• _TASK REQUIREMENTS_:
Reproduce the material below word for word, but leave out the pictures.

-- BEGIN TASK MATERIAL --

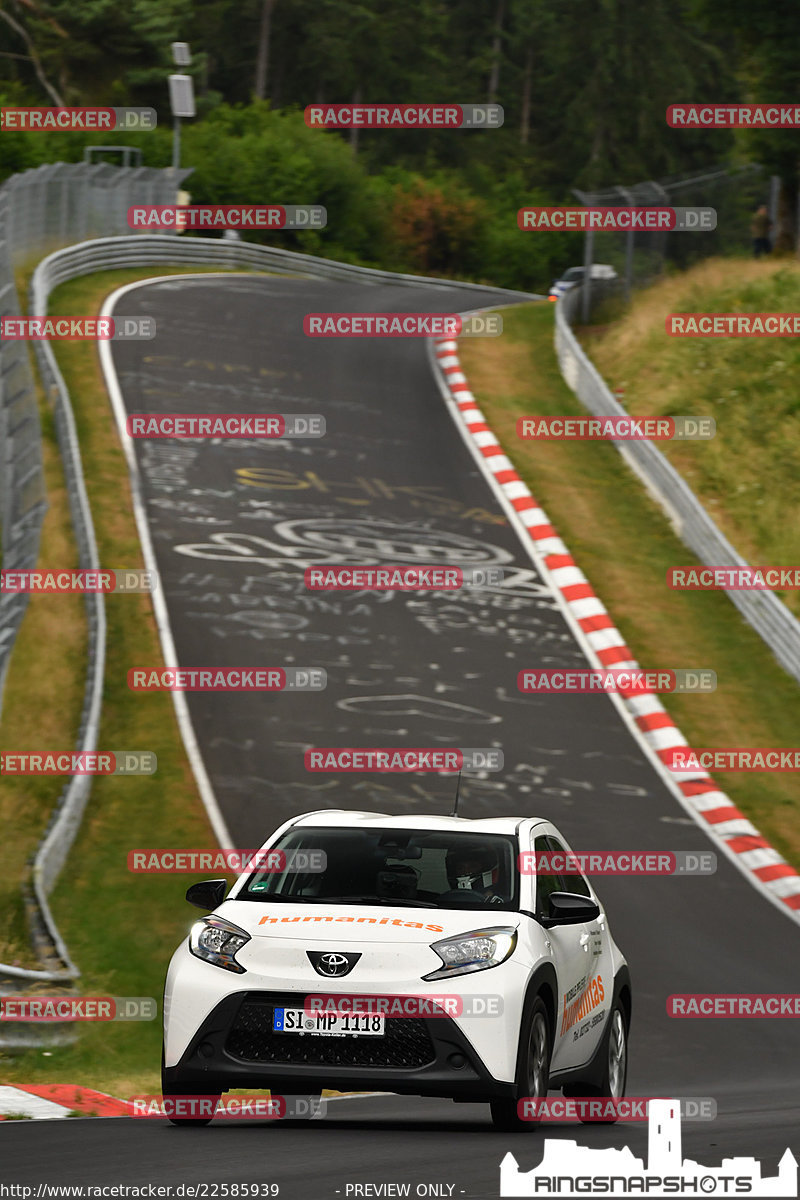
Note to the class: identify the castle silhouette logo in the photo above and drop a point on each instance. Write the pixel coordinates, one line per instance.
(567, 1169)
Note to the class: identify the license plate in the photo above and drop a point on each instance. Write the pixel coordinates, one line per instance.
(328, 1025)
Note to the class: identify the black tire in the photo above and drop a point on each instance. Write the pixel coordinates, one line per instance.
(172, 1092)
(614, 1053)
(533, 1069)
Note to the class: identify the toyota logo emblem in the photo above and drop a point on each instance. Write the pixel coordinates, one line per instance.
(331, 963)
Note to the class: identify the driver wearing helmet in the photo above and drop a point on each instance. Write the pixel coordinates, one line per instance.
(475, 869)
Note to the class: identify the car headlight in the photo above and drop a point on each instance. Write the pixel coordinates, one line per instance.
(473, 952)
(216, 940)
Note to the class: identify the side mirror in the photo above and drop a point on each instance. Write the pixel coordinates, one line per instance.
(209, 894)
(570, 909)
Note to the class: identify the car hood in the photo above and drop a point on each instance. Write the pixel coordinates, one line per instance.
(360, 923)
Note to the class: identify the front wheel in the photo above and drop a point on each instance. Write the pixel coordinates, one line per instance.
(614, 1078)
(533, 1071)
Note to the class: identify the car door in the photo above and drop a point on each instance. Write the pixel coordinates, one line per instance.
(583, 1018)
(567, 949)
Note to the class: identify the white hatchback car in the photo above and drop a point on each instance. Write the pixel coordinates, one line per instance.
(573, 276)
(421, 960)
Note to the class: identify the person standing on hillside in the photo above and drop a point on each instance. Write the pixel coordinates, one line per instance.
(759, 228)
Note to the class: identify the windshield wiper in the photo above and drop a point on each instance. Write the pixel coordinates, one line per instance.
(277, 897)
(385, 900)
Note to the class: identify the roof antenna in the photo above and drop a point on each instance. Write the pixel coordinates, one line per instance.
(455, 811)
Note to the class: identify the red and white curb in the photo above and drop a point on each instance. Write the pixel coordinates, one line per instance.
(649, 721)
(49, 1102)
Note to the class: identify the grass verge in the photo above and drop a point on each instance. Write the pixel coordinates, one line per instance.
(624, 544)
(120, 928)
(749, 475)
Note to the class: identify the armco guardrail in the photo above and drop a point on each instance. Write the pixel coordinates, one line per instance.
(22, 478)
(85, 258)
(52, 205)
(768, 616)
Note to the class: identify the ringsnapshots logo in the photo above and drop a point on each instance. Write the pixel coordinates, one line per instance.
(615, 429)
(400, 579)
(626, 681)
(78, 1008)
(618, 219)
(567, 1169)
(403, 761)
(88, 762)
(52, 119)
(734, 1005)
(618, 862)
(226, 425)
(190, 862)
(229, 1108)
(403, 117)
(78, 329)
(733, 324)
(227, 216)
(401, 324)
(228, 679)
(79, 582)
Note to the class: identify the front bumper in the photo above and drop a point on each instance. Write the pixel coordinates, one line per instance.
(235, 1047)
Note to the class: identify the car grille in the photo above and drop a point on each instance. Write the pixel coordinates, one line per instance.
(251, 1038)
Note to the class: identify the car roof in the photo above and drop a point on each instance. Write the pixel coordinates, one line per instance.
(358, 820)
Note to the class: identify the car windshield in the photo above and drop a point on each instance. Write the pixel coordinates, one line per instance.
(409, 868)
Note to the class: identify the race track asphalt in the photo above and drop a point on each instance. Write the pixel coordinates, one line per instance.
(234, 525)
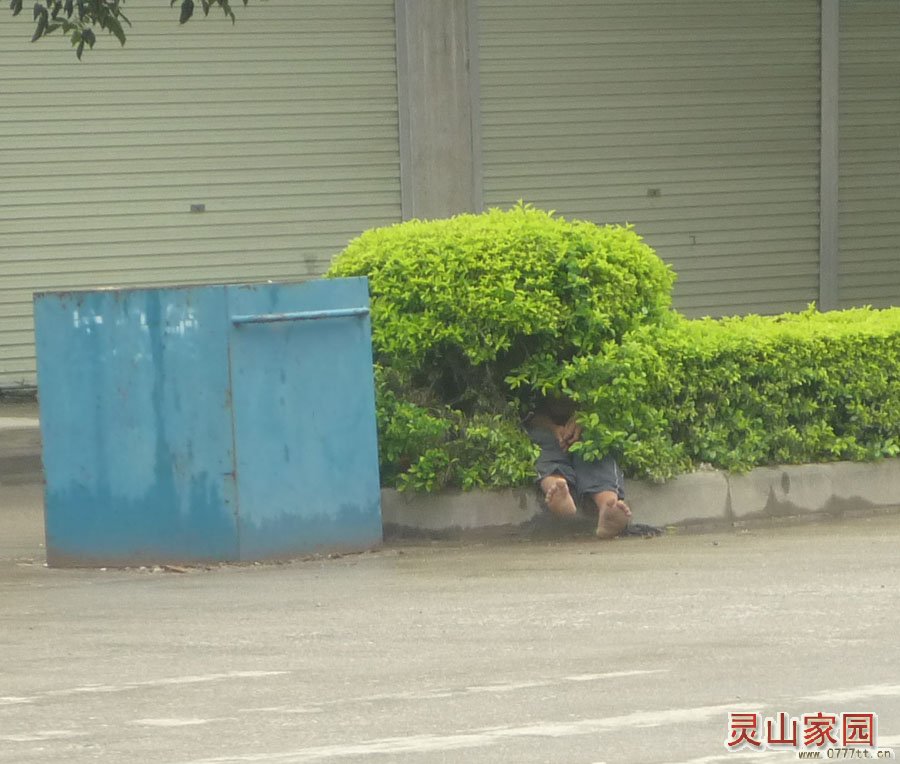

-- END TASK MATERIAL --

• _REPLY_:
Note to the class: identify the castle silhouette logo in the photo above and drop a point on each instance. Write the pixel coordinates, one line per instance.
(567, 1169)
Note to the class: identify the license plate in the photo above and drop a point on each instance. Write the pixel coordinates, one line per instance.
(328, 1025)
Note to the class: identify the black tire in the photo above and drop a point on each instance. Write the pixel coordinates, one line per instance.
(172, 1092)
(614, 1053)
(533, 1069)
Note to the class: identify the toyota logo emblem in the photo above and drop a point on each instance. Write the pixel coordinates, one line per instance.
(331, 963)
Note to the class: identify the driver wearing helmet in the photo above and drop a point on each instance. Write the pixel coordinates, one line per instance.
(475, 869)
Note to the class: identify the car headlight in the photo above and drop a point on each instance. Write the pixel coordinates, one line per instance.
(473, 952)
(216, 940)
Note to the class: identify the side mirror in the photo above and drop a point on each instance. Write the pixel coordinates, one line per instance.
(209, 894)
(570, 909)
Note to the class: identify the car hood in the photo above and drop a point on each instance. Write the pixel coordinates, one line per instance.
(360, 923)
Note to the class: identify the front wheel in the photo above and drop a point on each instance. Write the pixel coordinates, one line per instance.
(614, 1078)
(533, 1071)
Note to the class: identify the car door in the photo above and drop a point on each instance. Write the pixel coordinates, one line per instance.
(583, 1018)
(567, 949)
Note to the class: identify the white hatchback car in the photo above and drop a point on each instance. Write the pixel coordinates, one line per instance.
(573, 276)
(421, 960)
Note to the class: identify the person standing on hillside in the photo above and drop a point on each instance. Write the pixel coordinates, one line per instance.
(759, 228)
Note to the class: identify the windshield wiper in the photo above and drop a point on each instance. Write the pixel coordinates, one line per instance.
(277, 897)
(385, 900)
Note to the class: identify the roof antenna in the photo above and drop a point on each instance. Write the pixel coordinates, one line per instance.
(455, 811)
Note to the class: identify the red and white curb in the photo above and drop a point on each instance. Write the pixel coordinates, one line per instance.
(649, 721)
(49, 1102)
Note to the class: identify the grass verge in the photo above and drop a point on each instance. Write the pixel coordinates, one line per instance.
(624, 544)
(120, 928)
(749, 475)
Note to the class: identify the armco guardrail in the photo above and drop a point on each instance. Write the pixel coordinates, one line per instance.
(22, 478)
(85, 258)
(52, 205)
(768, 616)
Note to the class: identify the ringsnapshots logo in the photo above and drop a point on each instance. Write the pixel coordinates, one line per instance.
(615, 429)
(400, 579)
(626, 681)
(78, 1008)
(618, 219)
(567, 1169)
(403, 761)
(88, 762)
(52, 119)
(734, 1005)
(618, 862)
(226, 425)
(190, 862)
(229, 1108)
(403, 117)
(78, 329)
(733, 324)
(227, 216)
(401, 324)
(228, 679)
(79, 582)
Note to the class: identify the front bumper in the photo above and drop a point on each instance. Write the pixel coordinates, one line per instance.
(235, 1047)
Note to the class: identify the car grille in the photo above and drop a point on each instance. Write the pixel coordinates, one line per instance.
(251, 1038)
Note to the class: identify the car roof in the photo above and drop a point on each instance. Write the pixel coordinates, one line per instance.
(358, 820)
Note to the class: identify the car windshield in the photo above and drop a point on each instance. Write the pixel coordinates, one line per instance.
(409, 868)
Note to the class: identify the race track asphalt in the photo above and drop a point on each instance. Write the pixel coordinates, one line per instance.
(234, 525)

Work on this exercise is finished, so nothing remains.